■ **Exercise directions**:
Start at the line containing "Q: innermost point of each instance of the calm water, in" and transcribe every line exactly through the end of the records below, and only those lines.

■ **Data lines**:
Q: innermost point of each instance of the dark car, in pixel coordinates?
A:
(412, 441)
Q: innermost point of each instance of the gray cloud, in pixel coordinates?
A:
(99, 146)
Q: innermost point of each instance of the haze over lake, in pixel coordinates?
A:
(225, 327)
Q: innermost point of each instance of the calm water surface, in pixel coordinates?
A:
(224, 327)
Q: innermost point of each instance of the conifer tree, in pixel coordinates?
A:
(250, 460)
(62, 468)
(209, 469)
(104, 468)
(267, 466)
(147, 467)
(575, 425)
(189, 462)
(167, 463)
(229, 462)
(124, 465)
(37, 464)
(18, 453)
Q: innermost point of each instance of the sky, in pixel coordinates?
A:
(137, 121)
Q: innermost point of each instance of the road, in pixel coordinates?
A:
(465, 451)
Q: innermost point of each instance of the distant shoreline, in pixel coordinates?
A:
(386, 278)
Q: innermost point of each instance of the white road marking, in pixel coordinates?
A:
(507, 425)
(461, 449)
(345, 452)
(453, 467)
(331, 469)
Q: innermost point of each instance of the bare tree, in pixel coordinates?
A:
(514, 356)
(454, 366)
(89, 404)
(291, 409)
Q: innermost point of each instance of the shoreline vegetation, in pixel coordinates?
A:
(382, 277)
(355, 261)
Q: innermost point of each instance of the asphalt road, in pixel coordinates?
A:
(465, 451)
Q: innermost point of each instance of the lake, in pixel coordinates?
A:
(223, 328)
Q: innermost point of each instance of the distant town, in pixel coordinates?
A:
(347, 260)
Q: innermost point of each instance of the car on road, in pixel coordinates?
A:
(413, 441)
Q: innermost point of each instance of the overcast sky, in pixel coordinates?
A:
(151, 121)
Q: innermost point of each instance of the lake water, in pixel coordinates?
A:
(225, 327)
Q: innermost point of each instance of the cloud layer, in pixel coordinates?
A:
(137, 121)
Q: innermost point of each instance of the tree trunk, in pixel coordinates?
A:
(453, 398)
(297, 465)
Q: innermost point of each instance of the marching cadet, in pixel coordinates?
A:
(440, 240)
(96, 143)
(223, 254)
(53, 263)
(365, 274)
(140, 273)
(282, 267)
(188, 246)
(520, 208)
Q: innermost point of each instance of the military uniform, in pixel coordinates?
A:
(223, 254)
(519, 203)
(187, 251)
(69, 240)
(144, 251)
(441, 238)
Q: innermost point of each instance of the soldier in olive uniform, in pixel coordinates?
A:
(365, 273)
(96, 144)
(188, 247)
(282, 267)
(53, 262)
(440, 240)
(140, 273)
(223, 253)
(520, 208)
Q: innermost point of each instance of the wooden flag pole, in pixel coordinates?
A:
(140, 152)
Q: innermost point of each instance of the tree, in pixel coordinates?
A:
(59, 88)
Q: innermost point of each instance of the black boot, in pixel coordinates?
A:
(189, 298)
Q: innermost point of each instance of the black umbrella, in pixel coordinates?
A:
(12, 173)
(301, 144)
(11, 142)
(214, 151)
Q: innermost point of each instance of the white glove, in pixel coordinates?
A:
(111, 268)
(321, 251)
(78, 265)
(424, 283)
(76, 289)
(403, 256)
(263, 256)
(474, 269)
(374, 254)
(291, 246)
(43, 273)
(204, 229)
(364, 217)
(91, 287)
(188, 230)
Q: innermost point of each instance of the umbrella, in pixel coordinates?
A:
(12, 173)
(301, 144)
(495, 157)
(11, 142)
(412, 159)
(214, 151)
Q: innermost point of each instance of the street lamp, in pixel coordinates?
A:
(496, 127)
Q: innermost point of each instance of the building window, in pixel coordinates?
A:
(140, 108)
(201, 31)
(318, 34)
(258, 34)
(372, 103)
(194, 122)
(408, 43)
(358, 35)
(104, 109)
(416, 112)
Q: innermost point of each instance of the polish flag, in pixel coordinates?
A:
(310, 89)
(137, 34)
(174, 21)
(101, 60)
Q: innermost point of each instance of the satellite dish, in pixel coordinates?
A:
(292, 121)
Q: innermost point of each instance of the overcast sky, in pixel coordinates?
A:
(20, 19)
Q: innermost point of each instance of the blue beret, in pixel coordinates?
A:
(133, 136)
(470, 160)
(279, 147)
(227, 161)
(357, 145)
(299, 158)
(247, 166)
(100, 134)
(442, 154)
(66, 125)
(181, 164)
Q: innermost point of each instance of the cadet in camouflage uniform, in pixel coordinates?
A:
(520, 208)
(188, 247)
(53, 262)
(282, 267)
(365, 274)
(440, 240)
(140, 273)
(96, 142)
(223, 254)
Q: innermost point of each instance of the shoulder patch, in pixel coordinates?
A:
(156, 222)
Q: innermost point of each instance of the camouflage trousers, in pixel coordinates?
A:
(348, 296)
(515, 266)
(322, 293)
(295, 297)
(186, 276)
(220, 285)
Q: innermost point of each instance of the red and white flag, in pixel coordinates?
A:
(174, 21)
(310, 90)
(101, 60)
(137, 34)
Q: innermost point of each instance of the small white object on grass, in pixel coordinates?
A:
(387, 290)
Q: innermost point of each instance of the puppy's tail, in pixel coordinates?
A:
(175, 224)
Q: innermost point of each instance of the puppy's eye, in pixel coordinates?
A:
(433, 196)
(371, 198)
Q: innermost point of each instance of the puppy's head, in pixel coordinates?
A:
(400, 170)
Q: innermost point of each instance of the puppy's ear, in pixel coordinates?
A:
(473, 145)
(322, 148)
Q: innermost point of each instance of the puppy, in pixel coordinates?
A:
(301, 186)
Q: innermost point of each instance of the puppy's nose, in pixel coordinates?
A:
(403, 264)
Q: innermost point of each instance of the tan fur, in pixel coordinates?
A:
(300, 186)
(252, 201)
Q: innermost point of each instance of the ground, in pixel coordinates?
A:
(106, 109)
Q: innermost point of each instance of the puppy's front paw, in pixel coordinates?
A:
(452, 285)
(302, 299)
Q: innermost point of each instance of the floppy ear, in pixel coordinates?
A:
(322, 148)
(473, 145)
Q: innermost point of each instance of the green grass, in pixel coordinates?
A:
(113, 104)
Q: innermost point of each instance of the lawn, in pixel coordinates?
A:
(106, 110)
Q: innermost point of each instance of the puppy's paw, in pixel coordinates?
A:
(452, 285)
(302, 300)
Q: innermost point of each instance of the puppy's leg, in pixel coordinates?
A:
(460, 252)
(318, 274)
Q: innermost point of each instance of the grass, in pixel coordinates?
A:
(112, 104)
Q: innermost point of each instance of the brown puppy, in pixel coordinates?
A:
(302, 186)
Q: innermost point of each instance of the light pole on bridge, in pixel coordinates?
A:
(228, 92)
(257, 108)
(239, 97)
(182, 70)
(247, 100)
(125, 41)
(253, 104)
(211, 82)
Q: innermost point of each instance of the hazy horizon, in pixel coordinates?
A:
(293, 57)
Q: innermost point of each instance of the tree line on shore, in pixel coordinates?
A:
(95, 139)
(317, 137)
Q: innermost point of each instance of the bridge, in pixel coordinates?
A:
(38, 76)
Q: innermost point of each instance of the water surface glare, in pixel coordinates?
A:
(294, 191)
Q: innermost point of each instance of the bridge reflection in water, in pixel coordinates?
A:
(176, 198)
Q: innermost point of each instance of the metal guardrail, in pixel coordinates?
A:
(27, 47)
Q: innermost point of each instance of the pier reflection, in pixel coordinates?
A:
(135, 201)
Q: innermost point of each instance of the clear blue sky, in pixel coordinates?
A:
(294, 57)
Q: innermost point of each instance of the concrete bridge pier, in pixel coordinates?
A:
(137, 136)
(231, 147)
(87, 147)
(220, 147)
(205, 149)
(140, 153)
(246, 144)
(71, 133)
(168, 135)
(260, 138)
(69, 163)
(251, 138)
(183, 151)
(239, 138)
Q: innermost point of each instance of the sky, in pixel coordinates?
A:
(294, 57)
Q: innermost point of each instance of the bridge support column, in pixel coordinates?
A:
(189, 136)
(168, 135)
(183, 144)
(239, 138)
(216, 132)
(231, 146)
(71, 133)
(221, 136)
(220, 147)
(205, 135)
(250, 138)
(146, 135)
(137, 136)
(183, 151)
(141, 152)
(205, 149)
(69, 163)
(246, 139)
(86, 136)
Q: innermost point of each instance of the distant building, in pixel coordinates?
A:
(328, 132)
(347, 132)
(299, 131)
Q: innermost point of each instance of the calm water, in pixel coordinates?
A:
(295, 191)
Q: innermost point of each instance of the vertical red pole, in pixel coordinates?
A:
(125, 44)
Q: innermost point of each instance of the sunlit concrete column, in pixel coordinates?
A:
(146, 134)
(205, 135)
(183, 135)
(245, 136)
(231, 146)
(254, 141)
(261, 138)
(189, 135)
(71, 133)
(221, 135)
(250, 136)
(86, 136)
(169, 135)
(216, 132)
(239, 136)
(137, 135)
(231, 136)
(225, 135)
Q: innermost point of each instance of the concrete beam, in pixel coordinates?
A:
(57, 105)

■ **Correct answer**:
Q: innermost point of each instance of the calm water, in pixel coordinates?
A:
(295, 191)
Q: innermost point of each instance of the vertical red pole, in pixel coordinates?
A:
(125, 44)
Q: innermost point of each instance of the sunlit concrete column, in pixel coordinates?
A:
(146, 134)
(205, 135)
(183, 135)
(245, 136)
(231, 146)
(254, 141)
(261, 138)
(189, 135)
(71, 133)
(221, 135)
(250, 136)
(86, 136)
(169, 135)
(216, 132)
(239, 136)
(137, 135)
(231, 136)
(225, 135)
Q: innermost point of each instance of the concrete beam, in pixel coordinates?
A:
(57, 105)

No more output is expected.